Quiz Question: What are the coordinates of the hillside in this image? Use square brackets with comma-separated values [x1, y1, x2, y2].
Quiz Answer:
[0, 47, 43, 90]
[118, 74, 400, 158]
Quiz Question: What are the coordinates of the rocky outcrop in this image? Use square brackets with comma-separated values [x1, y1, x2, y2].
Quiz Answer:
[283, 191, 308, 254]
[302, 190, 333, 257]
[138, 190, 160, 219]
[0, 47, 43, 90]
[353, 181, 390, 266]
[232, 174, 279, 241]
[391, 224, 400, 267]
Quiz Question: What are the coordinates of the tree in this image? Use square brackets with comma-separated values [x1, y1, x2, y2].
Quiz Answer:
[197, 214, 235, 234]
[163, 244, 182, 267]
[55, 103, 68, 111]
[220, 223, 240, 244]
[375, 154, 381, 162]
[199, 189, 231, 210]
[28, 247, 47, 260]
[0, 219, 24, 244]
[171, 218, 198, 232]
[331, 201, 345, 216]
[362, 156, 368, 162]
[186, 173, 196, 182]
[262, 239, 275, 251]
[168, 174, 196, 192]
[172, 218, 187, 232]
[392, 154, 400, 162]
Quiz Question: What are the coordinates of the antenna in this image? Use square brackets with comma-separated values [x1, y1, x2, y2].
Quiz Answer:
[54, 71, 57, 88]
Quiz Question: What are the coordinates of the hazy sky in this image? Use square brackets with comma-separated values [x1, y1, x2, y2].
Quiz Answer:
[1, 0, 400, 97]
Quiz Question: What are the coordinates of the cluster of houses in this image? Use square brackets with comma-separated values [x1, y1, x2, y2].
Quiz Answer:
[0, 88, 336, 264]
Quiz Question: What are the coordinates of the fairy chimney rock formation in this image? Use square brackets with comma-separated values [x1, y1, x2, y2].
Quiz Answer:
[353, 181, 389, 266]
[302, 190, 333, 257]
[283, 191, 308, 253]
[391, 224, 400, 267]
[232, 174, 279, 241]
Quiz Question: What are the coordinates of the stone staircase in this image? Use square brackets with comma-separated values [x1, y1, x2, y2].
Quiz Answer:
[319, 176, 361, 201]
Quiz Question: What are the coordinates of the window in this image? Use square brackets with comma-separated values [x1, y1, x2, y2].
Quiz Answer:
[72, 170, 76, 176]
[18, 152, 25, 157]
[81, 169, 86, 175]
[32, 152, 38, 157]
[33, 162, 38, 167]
---
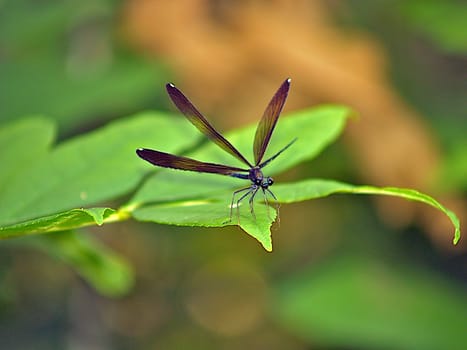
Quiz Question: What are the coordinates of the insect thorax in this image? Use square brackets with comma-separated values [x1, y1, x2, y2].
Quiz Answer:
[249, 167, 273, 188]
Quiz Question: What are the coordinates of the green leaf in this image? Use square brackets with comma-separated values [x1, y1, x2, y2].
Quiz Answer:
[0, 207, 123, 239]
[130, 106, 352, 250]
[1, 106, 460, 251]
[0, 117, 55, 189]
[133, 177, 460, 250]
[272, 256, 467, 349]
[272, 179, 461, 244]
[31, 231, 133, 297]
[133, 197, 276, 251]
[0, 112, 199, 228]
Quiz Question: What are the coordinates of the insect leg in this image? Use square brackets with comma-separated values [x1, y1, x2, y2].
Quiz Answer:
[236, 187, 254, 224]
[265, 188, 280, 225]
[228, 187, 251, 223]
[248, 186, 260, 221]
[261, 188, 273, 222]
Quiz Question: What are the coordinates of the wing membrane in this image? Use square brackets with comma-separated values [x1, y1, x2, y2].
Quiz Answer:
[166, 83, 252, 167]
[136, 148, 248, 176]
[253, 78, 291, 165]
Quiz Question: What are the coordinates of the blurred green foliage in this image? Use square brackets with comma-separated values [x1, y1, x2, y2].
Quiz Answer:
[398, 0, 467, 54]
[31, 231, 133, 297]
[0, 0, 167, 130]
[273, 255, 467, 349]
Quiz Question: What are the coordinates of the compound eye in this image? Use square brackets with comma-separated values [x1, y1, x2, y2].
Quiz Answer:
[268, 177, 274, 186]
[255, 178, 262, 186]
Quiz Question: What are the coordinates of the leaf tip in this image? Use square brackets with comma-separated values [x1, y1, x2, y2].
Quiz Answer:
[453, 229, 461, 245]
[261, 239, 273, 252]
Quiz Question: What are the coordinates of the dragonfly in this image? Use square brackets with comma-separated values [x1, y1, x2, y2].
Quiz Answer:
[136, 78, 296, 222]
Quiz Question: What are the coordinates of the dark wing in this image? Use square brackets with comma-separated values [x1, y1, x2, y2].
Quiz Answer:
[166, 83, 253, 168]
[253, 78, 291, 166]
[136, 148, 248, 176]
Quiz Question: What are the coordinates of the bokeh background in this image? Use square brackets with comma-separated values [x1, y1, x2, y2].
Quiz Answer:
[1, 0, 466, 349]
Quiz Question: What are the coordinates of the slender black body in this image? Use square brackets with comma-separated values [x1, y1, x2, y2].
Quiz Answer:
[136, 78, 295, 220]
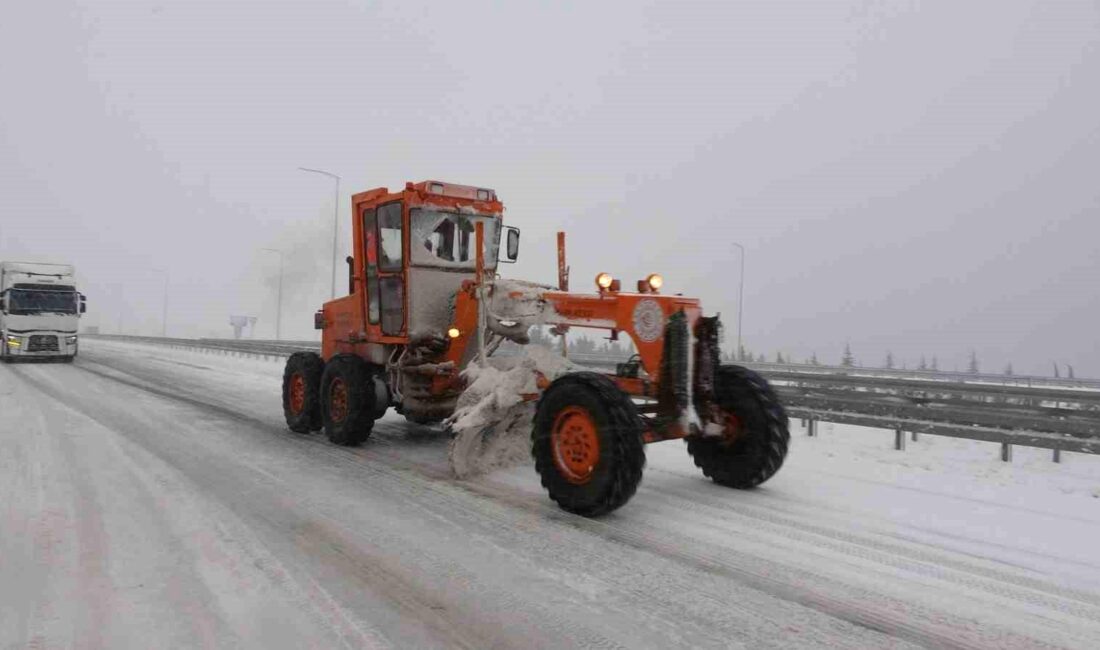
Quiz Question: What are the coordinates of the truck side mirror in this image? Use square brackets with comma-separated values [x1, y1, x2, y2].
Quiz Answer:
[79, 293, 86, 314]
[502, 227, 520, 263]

# EXERCISE REQUIREMENTS
Looking at the listing above, tally the lines containing "green" and give only that tally.

# SOLUTION
2